**Passage:**

## start

L'Ombre de l'Olivier

The Shadow of the Olive Tree

being the maunderings of an Englishman on the Côte d'Azur

13 November 2006 Blog Home : November 2006 : Permalink

Web fails to kill print

The idea that having some work up for free on the web helps to increase sales of paper has long been a tenet of Baen Books. This tenet was driven initially by publisher Jim Baen and author Eric Flint but it has subsequently been adopted by pretty much everyone associated with Baen. Despite the fact that Jim (and Eric) have loudly made the case, including hard numbers to back them up, that electronic availability helps increase the sales of the print version very few publishers have followed them. In the lnk aboev Eric makes the point very clearly:

To give perhaps the clearest example, my most popular title is 1632. It has been available for free in electronic format to the public for five years now—and the book has never suffered any decline in sales during that time period. Year after year, despite being available for free as an e-book, the paper edition sells about fifteen thousand copies. That figure fluctuates a bit from one year to the next, of course, but there is no overall downward trend at all. The standard rule of thumb in the industry is that 80% of a book's sales happen in the first three months after publication. But in the case of 1632, sixty percent of the book's sales have come since the first year it came out—during which period the book was always available to the public for free in electronic format.

## end

**What is being asked:**
In the paragraph quoted in the blog post, list every figure given as a number of copies sold or as a percentage of sales. The entries that come next are separate material, not part of the blog post.

Records:
## start

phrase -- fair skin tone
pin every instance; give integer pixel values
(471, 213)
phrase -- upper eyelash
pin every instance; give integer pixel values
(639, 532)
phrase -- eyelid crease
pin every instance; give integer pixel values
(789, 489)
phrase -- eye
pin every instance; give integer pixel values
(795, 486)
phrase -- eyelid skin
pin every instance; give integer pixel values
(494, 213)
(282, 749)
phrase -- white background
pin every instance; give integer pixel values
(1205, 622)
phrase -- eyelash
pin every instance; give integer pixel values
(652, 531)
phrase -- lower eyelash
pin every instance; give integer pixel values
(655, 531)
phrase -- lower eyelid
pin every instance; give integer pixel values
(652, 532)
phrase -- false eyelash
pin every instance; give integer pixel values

## end
## start

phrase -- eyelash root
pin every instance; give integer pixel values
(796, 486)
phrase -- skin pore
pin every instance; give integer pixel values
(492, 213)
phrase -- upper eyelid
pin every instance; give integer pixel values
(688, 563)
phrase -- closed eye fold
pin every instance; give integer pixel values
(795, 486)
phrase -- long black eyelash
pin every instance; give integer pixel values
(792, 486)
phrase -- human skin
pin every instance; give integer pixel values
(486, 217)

## end

**The response:**
- About fifteen thousand copies: the yearly sales of the paper edition of 1632
- 80%: the industry's rule-of-thumb share of a book's sales in the first three months after publication
- Sixty percent: the share of the sales of 1632 that came after its first year